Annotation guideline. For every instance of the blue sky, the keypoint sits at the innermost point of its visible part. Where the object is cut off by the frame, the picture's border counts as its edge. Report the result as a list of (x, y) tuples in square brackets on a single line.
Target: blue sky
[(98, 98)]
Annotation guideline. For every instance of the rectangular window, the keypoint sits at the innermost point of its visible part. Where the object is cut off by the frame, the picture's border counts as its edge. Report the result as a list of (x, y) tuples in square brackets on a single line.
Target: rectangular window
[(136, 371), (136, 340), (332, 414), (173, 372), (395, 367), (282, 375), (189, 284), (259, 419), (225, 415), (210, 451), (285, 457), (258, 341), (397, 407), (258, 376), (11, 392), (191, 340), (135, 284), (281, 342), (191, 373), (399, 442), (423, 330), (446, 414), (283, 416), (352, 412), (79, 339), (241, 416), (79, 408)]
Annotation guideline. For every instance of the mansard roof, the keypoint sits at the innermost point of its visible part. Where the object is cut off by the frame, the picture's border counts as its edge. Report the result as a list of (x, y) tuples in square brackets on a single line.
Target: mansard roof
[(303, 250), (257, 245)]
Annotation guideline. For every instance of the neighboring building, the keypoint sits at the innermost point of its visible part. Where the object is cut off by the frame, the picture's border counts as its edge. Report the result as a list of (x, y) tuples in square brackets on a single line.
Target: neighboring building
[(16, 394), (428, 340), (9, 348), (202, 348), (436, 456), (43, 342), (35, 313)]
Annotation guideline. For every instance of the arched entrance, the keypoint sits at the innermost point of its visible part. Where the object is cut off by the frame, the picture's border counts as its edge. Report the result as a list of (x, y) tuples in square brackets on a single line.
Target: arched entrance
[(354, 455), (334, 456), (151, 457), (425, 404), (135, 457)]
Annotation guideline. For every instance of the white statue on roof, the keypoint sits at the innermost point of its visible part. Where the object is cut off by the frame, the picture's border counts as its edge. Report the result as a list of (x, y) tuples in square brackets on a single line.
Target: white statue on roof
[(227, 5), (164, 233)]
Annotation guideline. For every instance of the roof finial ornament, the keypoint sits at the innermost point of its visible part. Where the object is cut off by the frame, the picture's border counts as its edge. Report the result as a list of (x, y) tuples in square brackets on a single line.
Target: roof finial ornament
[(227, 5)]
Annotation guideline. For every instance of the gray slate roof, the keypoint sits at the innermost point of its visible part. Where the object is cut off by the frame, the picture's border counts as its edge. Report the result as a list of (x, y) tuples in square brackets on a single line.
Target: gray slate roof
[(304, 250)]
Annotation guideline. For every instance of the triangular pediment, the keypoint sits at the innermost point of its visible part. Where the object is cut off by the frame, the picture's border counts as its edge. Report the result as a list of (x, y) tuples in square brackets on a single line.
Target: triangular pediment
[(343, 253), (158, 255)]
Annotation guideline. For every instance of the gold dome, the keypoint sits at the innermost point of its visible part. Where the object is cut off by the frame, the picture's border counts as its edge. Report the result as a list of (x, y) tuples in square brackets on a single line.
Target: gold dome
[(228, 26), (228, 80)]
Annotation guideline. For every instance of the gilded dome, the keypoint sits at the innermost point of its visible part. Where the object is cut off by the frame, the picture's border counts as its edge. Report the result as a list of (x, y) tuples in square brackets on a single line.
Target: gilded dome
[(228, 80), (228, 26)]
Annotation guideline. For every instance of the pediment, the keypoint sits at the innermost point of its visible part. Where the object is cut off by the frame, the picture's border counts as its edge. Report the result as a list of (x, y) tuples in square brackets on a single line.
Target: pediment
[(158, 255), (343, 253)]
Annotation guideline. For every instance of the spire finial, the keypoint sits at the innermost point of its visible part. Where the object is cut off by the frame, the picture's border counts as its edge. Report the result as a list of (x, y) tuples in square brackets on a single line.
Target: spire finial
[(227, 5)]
· · · ·
§ **Activity**:
From the first line of the listing above to the line with "Annotation guideline. For every instance of the rectangular", please transcribe each line exactly, both ends included, and nothing beyond that.

§ **Result**:
Annotation guideline. For every instance of the blue sky, the keypoint sits at the innermost point of its visible part. Where the object is cut off by the frame, the picture's border counts as its edge. Report the result as a list of (x, y) tuples in square brackets on a single line.
Target: blue sky
[(98, 98)]
Annotation guideline. For every instance of the rectangular window, the keypoint sits at the innermost point of its visible part. Where the object is cut off by the frame, the picture's border counts as its edge. Report the result as a list of (x, y) tuples in square brackets on a single line.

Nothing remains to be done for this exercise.